--- Start of READING PASSAGE ---

Extract
TL;DR
The extract service uses AI to pull structured data from URLs or raw text content, returning fully typed results via Zod schemas or JSON Schema. Define your output shape with Zod, point it at a URL or paste in text, and get typed data back. Every extraction includes usage metrics (input/output tokens, latency). Supports complex nested schemas with arrays and optional fields.
Extract structured data from content using AI and Zod schemas. Get typed output with usage metrics.
How do I set up the extract service?
import { CMDOPClient } from '@cmdop/node';
import { z } from 'zod';
// Connect to the cloud relay (no machine needed -- extraction runs server-side)
const client = await CMDOPClient.remote({ apiKey: 'cmdop_xxx' });How do I extract data with a Zod schema?

--- End of READING PASSAGE ---
--- Start of GIVEN RECORDS ---

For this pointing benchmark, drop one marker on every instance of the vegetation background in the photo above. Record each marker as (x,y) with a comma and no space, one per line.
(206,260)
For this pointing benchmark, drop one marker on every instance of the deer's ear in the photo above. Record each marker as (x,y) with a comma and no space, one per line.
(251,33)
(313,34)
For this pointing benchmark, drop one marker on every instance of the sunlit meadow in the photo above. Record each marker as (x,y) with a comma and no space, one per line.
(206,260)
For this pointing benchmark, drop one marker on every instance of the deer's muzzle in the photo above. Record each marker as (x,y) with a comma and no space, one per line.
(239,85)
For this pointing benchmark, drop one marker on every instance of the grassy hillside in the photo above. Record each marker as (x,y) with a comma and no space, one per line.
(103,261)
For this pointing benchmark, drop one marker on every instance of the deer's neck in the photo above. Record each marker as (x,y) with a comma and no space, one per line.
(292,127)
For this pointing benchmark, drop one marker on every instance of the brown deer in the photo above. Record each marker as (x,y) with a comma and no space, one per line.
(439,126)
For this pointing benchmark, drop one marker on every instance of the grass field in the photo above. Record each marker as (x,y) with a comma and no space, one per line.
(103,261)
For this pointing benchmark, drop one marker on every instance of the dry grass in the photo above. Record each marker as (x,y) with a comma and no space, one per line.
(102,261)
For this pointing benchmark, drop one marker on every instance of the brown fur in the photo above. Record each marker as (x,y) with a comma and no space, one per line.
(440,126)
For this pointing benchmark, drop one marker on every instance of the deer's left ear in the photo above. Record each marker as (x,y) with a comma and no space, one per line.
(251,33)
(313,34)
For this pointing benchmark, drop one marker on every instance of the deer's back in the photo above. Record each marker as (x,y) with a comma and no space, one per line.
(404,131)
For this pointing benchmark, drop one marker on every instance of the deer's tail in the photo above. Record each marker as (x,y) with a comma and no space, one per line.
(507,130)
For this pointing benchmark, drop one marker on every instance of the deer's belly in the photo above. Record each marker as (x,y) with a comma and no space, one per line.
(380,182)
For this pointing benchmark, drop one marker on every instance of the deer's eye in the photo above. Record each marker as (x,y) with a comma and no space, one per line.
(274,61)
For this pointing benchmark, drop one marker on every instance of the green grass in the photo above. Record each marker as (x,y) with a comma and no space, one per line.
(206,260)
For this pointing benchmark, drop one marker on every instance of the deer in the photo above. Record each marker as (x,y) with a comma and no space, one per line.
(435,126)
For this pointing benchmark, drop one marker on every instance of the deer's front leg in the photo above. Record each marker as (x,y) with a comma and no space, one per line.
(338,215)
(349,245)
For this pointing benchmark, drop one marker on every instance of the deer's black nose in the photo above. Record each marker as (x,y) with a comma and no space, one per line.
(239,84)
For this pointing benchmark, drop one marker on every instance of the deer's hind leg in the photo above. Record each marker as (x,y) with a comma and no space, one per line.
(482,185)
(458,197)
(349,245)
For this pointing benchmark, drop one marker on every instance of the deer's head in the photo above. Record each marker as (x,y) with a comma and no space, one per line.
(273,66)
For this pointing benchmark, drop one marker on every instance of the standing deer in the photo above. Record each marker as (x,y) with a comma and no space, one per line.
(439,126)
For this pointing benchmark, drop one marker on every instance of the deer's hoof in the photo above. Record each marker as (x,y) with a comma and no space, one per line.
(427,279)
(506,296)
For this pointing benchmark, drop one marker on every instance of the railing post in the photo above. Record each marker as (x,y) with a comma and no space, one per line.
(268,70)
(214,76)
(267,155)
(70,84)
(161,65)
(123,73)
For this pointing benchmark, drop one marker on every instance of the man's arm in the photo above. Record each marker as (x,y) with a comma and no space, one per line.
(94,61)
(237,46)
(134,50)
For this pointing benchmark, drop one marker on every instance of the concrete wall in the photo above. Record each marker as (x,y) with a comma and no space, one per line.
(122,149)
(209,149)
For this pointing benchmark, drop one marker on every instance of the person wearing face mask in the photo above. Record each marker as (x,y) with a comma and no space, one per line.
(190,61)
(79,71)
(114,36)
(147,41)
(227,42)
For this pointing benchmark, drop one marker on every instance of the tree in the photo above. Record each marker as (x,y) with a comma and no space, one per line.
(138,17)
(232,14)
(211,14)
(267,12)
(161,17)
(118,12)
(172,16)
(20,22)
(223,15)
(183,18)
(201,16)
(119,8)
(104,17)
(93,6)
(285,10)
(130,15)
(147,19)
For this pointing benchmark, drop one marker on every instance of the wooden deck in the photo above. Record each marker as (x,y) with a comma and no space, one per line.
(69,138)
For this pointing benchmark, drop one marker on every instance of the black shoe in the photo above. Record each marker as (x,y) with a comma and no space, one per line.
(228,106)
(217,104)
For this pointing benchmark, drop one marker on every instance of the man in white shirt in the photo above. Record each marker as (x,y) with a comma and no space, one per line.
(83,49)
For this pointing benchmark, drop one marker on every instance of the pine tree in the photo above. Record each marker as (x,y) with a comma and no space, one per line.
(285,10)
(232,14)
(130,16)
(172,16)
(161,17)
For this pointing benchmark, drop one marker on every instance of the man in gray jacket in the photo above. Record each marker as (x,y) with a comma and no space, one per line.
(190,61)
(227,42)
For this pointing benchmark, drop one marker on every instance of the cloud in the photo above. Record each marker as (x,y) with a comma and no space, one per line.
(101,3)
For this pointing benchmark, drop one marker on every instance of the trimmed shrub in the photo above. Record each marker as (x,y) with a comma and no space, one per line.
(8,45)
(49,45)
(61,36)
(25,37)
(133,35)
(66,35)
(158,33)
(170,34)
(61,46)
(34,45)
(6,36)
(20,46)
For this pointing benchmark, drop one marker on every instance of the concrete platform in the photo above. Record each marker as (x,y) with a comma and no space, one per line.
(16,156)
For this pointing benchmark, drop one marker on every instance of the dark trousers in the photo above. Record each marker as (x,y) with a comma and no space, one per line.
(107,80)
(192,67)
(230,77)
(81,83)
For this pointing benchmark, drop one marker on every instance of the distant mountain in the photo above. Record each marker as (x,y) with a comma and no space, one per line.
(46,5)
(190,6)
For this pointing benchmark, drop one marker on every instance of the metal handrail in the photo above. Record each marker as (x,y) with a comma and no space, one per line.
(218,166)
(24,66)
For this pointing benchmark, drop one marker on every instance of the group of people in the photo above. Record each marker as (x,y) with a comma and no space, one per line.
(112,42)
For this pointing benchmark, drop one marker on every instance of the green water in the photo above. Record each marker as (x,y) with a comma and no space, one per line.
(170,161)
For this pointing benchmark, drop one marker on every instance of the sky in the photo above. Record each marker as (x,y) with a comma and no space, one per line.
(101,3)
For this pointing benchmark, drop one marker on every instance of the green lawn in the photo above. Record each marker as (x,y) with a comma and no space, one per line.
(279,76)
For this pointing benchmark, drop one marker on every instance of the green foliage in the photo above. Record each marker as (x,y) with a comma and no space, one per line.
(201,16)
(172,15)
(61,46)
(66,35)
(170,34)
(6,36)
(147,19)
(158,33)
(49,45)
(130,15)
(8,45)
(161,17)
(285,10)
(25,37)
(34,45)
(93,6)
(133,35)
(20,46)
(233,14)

--- End of GIVEN RECORDS ---

TO-DO LIST:
[1] Name every usage metric that the extract service page says comes with each extraction.
[2] On the extract service page, where does extraction run?

EXERCISE SOLUTIONS:
[1] Input tokens, output tokens, latency

[2] Server-side